*SELECTED PASSAGE*
Ethan J. Skolnick

Ethan J. Skolnick: Ailing Dwyane Wade find remedy as Heat burns Nets

Miami Heat’s Dwyane Wade (3) shoots over Brooklyn Nets’ Bojan Bogdanovic (44) during the first half Wednesday, Dec. 16, 2015, in New York. Wade scored 28 points on 13-of-17 shooting.
Miami Heat’s Dwyane Wade (3) shoots over Brooklyn Nets’ Bojan Bogdanovic (44) during the first half Wednesday, Dec. 16, 2015, in New York. Wade scored 28 points on 13-of-17 shooting. AP

Jay Sabol spoke Tuesday morning by phone to someone he has known for 13 years, and yet, the Heat trainer still needed a translator. The guy on the other end of the line didn’t sound anything like himself.

“It sounded like he had a box of marbles in his mouth,” Erik Spoelstra relayed later, explaining why Dwyane Wade had skipped shootaround.

And so this will be the story of this night, from a box of marbles to a bag of tricks. This has been one of the storylines of Wade’s career, from feeling discomfort of some kind, to dismantling an opponent of some kind — finding extra focus when limited in some way.

This time, it wasn’t a knee, or a shoulder, or an eye, or a migraine, or any of the assorted injuries and ailments he has overcome to post puffy numbers over the years. Well, actually, before Wade scored 28 points on 13-of-17 shooting in a 104-98 win against the Nets, he wasn’t exactly sure what was ailing him.

*WHAT THE TASK ASKS*
Can you copy the Dwyane Wade column above word for word, starting at "And so this" and ending at "in some way."?

Items from a data source:
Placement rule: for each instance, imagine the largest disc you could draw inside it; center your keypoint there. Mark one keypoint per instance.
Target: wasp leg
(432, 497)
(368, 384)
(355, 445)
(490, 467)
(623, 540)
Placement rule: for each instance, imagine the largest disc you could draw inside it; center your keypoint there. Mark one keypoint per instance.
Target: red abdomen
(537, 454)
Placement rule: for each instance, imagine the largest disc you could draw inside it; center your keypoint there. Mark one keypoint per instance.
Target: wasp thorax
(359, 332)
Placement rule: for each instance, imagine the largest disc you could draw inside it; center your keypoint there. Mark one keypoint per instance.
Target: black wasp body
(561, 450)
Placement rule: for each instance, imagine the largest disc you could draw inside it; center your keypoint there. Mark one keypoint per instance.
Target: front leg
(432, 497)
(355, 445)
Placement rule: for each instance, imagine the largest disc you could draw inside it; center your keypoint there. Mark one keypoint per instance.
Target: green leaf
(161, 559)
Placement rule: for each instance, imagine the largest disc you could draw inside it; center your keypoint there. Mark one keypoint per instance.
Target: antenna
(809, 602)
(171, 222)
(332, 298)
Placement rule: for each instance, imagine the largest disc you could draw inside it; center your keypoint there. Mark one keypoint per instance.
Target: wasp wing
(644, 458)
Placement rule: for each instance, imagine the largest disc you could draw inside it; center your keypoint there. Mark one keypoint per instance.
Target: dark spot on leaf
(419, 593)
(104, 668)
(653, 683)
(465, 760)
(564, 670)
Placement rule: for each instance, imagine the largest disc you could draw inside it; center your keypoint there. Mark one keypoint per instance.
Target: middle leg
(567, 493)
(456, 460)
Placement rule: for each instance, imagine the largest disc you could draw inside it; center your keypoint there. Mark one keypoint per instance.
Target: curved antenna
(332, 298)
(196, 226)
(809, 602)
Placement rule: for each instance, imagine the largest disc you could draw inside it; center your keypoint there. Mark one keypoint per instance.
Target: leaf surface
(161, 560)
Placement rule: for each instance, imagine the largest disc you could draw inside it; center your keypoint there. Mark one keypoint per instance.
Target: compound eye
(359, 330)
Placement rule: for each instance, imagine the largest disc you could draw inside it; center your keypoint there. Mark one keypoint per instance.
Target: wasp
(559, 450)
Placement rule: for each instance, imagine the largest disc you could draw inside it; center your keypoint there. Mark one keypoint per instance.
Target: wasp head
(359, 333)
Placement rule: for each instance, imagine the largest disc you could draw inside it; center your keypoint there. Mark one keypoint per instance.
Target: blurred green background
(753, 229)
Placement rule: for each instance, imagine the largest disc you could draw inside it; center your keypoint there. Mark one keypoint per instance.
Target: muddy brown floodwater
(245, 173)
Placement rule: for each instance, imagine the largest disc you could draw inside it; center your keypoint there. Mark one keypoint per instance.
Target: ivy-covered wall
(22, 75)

*TASK RESULT*
And so this will be the story of this night, from a box of marbles to a bag of tricks. This has been one of the storylines of Wade’s career, from feeling discomfort of some kind, to dismantling an opponent of some kind — finding extra focus when limited in some way.